* **Selected excerpt**

== Segment start ==

On the significance for the world 
In an interview on Danish television (DK), Anders Fogh Rasmussen, former Danish prime minister (from the right-wing Liberal Party) and NATO general secretary, was asked, “Is there anything about Trump’s tenure you will miss?”

“No, not a single thing. He will certainly go down in history as the worst president the United States has ever had. He created division in the US, and he weakened the free world outside of the country. . . . He leaves a more insecure world than the one he took over. So it is a great relief for us all that he is gone, and I look forward very much to Biden as president.”

Foreign Minister Jeppe Kofod added:

“[Trump] dragged the United States out of the world at a time when it had the greatest need for American leadership … The United States has the best in the world and the worst in the world gathered together in one place. . . . And what we saw on January 6, that was one of the worst things in the world.”

10 January 2021

Coronavirus DK: Riots, Danish style

Perhaps inspired by the MAGA mob that stormed the US Capitol building, a Danish group calling itself “Men in Black” held protest demonstrations in Copenhagen (DK) and Aalborg yesterday evening. The demonstrations had been announced in advance and were therefore legal. Demonstrations are the only exception to the limit on public gatherings. Several hundred people - indeed mostly attired in black, both guys and gals - met up at the Copenhagen City Hall Plaza around 7 p.m. to listen to speakers who led them in chants: “Freedom for Denmark! We have had enough!”

== Segment end ==

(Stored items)
== Segment start ==

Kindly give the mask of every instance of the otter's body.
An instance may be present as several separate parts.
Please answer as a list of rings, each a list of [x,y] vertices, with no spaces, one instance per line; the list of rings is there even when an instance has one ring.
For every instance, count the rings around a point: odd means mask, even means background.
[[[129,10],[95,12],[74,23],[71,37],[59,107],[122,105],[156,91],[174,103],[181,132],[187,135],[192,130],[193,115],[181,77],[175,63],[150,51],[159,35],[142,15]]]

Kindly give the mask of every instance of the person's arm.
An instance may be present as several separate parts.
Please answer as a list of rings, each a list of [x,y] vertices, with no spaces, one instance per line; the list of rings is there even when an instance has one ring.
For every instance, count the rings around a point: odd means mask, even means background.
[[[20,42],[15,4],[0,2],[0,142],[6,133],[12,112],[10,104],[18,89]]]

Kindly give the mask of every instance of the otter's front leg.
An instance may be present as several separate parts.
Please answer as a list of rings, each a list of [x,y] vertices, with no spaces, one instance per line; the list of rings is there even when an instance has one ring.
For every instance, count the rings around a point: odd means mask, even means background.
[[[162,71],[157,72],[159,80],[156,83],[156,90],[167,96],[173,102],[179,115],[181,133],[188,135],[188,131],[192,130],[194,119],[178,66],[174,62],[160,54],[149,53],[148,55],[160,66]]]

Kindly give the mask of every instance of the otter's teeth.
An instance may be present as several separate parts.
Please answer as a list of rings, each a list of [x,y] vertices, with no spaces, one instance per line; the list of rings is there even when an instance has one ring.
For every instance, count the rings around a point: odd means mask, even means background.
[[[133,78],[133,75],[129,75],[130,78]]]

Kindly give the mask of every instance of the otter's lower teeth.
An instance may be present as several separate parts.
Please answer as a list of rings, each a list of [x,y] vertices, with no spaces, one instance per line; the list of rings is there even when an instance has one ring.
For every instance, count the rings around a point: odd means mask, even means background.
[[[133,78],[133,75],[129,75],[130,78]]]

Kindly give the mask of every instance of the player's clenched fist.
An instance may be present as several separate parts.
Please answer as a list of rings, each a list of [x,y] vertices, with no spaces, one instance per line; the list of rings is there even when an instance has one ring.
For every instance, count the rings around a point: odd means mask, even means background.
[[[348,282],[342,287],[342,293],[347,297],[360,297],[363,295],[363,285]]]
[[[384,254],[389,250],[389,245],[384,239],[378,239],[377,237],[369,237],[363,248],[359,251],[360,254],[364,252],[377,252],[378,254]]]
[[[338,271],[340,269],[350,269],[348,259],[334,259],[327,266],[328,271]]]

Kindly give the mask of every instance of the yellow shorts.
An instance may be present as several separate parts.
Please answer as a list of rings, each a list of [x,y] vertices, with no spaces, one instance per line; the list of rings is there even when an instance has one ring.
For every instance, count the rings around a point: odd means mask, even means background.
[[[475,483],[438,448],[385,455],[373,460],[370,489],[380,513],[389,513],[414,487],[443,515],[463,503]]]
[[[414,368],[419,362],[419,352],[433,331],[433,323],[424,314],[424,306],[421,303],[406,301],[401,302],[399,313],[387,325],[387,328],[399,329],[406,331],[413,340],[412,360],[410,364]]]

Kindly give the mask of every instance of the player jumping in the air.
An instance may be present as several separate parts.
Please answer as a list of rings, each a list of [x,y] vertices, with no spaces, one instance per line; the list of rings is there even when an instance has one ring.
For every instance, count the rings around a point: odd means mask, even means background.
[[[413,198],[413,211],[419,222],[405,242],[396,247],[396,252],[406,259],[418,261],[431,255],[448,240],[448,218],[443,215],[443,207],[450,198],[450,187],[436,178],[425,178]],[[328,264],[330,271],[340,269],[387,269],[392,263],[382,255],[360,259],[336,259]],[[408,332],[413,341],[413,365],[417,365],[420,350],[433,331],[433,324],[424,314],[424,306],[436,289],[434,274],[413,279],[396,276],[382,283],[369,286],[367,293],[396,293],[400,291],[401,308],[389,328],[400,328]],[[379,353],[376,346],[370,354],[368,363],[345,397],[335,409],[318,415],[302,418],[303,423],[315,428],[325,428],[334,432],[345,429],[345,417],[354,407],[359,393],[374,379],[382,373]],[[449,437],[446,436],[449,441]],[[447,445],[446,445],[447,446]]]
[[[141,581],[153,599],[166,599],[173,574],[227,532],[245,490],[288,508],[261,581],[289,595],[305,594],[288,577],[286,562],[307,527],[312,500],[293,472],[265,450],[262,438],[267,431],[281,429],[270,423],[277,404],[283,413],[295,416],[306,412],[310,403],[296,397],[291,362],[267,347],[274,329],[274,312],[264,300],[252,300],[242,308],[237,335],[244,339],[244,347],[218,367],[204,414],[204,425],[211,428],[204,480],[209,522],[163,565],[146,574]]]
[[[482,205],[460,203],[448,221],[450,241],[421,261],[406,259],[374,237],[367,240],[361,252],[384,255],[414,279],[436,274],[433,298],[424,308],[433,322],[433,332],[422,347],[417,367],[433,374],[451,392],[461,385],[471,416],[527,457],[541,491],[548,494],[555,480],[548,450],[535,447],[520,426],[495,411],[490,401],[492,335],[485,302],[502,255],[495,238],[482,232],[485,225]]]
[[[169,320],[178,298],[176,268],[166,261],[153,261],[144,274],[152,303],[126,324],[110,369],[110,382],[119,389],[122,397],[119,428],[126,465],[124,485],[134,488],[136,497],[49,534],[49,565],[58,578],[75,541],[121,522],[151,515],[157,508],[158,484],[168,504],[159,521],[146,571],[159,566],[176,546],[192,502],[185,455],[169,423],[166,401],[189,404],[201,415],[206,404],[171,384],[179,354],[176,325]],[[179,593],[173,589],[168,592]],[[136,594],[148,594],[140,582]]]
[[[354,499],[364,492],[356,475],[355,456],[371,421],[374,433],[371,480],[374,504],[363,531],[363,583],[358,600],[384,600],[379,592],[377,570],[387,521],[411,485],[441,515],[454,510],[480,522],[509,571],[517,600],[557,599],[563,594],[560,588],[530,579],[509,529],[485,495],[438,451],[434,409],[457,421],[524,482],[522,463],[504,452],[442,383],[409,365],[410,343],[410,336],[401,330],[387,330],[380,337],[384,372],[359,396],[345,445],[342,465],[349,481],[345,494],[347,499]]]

== Segment end ==

* **Task brief**
Continue the Danish news excerpt after its final sentence, the one about the chants at the Copenhagen City Hall Plaza. You won't need the records for this.

* **Reply to the exercise**
The purpose of event was apparently to complain about lockdown restrictions, which have recently been tightened in Denmark, as they have nearly everywhere else. I say “apparently” because that was how it was described by more than one journalist on the scene. The police also reported that they recognized some figures from the “hooligan scene,” that is, soccer fans who fight with supporters of rival teams. 

Demonstrators at CPH City Hall Plaza. Photo: Jonas Moestrup / TV 2

At various times, the speakers expressed objections to the mask requirement and other restrictions, warned that the vaccine is dangerous, and asserted that the coronavirus crisis was a hoax (DK): “We are mad, we are tired, and we are about to go crazy. Where is that virus?” Individual protestors interviewed advocated the theory of a worldwide conspiracy led by Bill Gates and the pharma industry, claiming also that the Danish state had engineered the bankruptcy of small shops so that it could take them over for financial gain. In recent months there have been a few other demonstrations against restrictions, which have all been peaceful. 

“Smash the city in a non-violent way”
In the beginning, the crowd was content to light torches and listen to its leaders, who urged them on with a distinctly Danish moderation: “Are you ready to smash the city in a non-violent way?” The crowd might have had trouble interpreting that exhortation, perhaps unique in the history of insurrectionary war cries
. They began shooting fireworks (which are legal only around New Year’s Eve), throwing beer bottles, and then marching down Strøget, the main pedestrian street in the commercial district. 

The police were well prepared for them, however. Vans full of them were waiting on Strøget with their batons drawn, and they drove the crowd back to City Hall Plaza. They announced over loudspeakers that the demonstration was over and people should disperse, “in the name of the Queen and the Law.” The crowd broke up into smaller groups and headed down side streets, with much confusion, taunting, and yelling. There seemed to be little direct fighting between the factions, although the demonstrators shot fireworks at police vans.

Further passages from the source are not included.